Rewrite the records from the very start through the line containing "left=84, top=700, right=1344, bottom=896", including that line, as a numbered list. Leave out any blank lines.

Records from a data source
* * * * * * * * *

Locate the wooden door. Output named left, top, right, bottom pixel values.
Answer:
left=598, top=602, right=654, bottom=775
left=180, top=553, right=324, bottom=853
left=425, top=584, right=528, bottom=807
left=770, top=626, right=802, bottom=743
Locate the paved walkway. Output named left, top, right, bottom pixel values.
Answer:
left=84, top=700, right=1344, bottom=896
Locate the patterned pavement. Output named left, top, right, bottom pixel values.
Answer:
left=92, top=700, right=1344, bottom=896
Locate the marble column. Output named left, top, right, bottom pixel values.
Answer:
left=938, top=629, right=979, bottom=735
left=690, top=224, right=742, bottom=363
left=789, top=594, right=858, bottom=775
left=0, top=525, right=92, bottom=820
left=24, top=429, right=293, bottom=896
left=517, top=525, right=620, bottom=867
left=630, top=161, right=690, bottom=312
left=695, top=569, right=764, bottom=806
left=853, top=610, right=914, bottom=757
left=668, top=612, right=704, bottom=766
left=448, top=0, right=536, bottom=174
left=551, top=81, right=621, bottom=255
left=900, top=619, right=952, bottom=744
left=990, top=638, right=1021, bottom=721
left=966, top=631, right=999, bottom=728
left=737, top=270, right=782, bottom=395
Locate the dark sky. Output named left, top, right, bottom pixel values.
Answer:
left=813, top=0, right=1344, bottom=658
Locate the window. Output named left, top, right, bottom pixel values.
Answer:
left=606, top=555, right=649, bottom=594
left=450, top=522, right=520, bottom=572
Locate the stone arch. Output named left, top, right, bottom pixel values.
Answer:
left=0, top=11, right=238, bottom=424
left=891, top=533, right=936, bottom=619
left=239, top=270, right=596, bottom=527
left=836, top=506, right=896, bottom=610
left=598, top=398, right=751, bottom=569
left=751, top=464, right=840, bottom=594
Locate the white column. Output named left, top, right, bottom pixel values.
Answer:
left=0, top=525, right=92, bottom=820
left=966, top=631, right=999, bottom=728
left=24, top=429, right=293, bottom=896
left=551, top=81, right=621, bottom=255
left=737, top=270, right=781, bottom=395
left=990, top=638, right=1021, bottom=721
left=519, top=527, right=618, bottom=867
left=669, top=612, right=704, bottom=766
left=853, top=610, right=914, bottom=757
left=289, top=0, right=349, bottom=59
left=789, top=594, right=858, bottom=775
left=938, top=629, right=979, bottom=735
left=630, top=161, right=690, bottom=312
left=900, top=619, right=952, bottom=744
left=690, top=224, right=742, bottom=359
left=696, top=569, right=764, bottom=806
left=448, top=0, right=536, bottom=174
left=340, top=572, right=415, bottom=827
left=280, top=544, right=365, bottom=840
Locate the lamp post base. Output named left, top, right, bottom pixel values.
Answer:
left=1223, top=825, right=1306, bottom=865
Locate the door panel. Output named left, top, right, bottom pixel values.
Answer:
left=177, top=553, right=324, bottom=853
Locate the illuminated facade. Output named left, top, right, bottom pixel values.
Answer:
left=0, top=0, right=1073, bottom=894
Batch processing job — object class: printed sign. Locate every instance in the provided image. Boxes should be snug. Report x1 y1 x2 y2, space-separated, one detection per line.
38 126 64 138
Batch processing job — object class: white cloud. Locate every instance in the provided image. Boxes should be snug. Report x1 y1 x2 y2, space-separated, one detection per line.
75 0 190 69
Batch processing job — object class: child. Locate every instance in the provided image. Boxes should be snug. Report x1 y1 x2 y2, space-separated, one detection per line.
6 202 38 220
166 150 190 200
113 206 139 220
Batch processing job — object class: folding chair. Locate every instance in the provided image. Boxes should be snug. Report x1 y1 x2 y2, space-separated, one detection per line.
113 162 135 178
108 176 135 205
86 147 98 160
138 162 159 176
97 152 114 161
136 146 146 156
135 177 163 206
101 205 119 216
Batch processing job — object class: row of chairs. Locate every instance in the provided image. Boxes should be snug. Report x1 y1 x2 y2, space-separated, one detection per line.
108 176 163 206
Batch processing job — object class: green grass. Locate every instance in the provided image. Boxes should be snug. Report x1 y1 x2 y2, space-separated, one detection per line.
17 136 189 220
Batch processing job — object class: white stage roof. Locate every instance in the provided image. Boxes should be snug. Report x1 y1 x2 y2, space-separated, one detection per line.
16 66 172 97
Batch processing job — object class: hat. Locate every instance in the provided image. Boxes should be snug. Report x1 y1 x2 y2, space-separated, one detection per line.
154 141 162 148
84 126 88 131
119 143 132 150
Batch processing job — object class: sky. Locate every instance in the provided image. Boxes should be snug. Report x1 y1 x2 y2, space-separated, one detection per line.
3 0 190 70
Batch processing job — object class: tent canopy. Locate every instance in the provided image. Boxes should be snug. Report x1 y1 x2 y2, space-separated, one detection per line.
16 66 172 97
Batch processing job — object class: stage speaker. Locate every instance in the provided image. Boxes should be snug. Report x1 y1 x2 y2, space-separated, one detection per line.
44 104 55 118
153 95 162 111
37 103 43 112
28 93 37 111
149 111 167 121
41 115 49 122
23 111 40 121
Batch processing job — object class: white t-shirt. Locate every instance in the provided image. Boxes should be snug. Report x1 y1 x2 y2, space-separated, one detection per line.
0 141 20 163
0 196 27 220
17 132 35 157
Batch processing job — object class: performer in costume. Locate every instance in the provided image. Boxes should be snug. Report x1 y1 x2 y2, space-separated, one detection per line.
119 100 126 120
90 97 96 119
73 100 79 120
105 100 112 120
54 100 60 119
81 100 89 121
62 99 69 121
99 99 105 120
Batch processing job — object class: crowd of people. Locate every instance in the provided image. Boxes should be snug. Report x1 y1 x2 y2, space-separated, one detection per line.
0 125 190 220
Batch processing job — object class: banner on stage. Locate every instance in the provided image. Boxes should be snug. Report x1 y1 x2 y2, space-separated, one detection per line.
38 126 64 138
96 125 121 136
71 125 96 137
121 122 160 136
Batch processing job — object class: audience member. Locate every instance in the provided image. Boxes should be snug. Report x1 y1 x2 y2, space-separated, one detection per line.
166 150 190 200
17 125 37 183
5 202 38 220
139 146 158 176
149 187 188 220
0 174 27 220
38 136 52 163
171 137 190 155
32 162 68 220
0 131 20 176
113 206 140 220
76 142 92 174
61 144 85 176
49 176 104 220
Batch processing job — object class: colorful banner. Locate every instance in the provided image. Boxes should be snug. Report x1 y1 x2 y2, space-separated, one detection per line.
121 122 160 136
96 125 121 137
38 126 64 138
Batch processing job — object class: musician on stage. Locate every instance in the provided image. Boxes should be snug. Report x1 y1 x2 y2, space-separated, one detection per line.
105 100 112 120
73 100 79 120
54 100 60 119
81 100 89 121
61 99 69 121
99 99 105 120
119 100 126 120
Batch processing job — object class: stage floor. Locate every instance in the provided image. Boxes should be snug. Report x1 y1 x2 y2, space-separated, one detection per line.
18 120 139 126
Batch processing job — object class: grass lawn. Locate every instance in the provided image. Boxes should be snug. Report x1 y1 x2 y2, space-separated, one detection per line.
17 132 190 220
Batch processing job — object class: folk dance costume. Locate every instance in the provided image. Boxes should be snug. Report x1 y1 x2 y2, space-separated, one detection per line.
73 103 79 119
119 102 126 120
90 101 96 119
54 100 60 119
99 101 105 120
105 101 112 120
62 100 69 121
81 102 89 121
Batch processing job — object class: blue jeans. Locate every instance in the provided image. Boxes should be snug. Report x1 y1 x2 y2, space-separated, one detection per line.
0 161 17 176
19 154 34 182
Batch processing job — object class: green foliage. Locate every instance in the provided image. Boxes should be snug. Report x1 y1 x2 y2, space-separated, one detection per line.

* * * * * * * * *

Answer to this exercise:
1. Locate the wooden door. Output named left, top, right, bottom pixel values.
2. Answer:
3. left=598, top=602, right=654, bottom=775
4. left=180, top=553, right=324, bottom=853
5. left=425, top=584, right=528, bottom=807
6. left=770, top=626, right=802, bottom=743
7. Locate the paved walkway. Output named left, top, right, bottom pixel values.
8. Answer:
9. left=84, top=700, right=1344, bottom=896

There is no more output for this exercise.